Year-End Quiz



To close out 2015 we have put together a comprehensive pop quiz based on the year’s GrammarBook.com grammar posts. The quiz comprises twenty-five sentences that may—or may not—need fixing. Think you can fix the ones that need help?

You’ll find our answers directly below the quiz. Each answer includes, for your convenience, the title and date of the article that raised the topic.

This quiz is not for dilettantes. Good luck, and we hope to see you back here after the holidays.

 

Jumbo Pop Quiz: 2015 in Twenty-five Questions

1. I have an affinity for pizza.

2. People that like a couple drinks before dinner are my idea of good company.

3. Let him who is without sin cast the first stone.

4. We dined with people from Chicago, Illinois, Brooklyn, New York, and San Diego, California.

5. There are three different pools on the property.

6. Do you have any future plans you can tell us about?

7. It was a hazel doormouse with golden-brown fur and large black eyes.

8. Fifty dollars are too much to pay for a toaster.

9. The differences between us and them are miniscule, so take your pick.

10. Toby has gotten himself into trouble this time.

11. The dry soil has drank up every last raindrop.

12. The hotel is in close proximity to the corporate, financial, and fashionable heart of the city.

13. In Big Sur the view from our balcony was simply incredulous.

14. Erik was born on June 5, 1975 in Oslo, Norway.

15. Hanging around with fantastic writers rubs off on you after awhile.

16. Choose the more likely sentence:
A) Ruben compared Giorgio’s spaghetti to dog food.
B) Ruben compared Giorgio’s spaghetti with dog food.

17. Here is what I want from the store: Onions, potatoes, and broccoli.

18. The challenge so enervated her that she rushed out and sprinted two miles.

19. These two crooks just wanted to steal each others’ money.

20. Storm clouds creeped unnoticed over the distant mountains.

21. Luckily, the guide found them and lead them to safety.

22. She loved three men equally, so choosing a husband was a difficult dilemma.

•••••

**REQUIREMENT A:** According to the year-end quiz, how many sentences does the quiz comprise?
**REQUIREMENT B:** From the year-end quiz, reproduce word for word the part that begins with the words "1. I have an" and ends with "the first stone.".

(Rows of box annotation data)
•••••

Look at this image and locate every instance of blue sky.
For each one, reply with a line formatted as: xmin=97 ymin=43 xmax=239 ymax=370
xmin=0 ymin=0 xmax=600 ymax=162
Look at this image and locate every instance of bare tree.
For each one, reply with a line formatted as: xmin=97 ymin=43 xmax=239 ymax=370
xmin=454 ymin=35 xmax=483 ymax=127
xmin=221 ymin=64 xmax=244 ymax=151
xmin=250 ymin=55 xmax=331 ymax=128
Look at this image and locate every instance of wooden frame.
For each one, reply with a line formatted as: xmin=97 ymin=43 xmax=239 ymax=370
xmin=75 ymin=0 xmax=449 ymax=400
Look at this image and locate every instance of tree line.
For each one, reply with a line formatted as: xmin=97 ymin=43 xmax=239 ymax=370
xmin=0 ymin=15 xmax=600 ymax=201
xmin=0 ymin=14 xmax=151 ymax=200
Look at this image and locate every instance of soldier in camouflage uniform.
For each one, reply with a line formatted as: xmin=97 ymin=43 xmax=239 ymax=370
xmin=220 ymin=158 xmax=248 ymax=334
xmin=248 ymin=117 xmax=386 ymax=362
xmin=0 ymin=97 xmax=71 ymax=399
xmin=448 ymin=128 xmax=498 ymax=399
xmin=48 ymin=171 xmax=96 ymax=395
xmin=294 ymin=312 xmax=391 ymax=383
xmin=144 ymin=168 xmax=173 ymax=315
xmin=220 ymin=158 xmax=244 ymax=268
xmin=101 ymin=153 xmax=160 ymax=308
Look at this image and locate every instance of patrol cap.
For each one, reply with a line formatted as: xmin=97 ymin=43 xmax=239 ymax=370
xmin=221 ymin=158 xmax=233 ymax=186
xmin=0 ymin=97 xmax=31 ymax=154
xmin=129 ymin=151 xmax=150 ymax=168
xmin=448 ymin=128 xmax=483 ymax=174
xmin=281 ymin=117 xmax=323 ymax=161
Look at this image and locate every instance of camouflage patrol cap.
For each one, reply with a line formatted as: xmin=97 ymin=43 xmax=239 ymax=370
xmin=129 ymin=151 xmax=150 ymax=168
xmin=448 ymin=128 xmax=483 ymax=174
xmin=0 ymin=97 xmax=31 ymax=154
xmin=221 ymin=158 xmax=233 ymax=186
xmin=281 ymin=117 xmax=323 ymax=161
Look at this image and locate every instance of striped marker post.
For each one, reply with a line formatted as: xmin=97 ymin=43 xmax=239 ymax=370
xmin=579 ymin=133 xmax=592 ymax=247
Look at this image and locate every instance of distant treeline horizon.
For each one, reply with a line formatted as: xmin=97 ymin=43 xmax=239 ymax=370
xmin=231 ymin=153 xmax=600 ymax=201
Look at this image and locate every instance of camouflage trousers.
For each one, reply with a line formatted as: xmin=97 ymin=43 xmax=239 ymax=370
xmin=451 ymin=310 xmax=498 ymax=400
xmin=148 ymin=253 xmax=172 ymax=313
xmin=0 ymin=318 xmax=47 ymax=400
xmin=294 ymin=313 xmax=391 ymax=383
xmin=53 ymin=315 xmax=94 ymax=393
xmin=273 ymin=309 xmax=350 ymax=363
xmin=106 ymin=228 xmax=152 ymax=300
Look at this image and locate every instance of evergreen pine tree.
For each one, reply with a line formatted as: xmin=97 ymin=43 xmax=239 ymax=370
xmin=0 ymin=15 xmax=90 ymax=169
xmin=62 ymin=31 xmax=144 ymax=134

•••••

**FULL ANSWER A:** Twenty-five sentences.

**FULL ANSWER B:**
1. I have an affinity for pizza.

2. People that like a couple drinks before dinner are my idea of good company.

3. Let him who is without sin cast the first stone.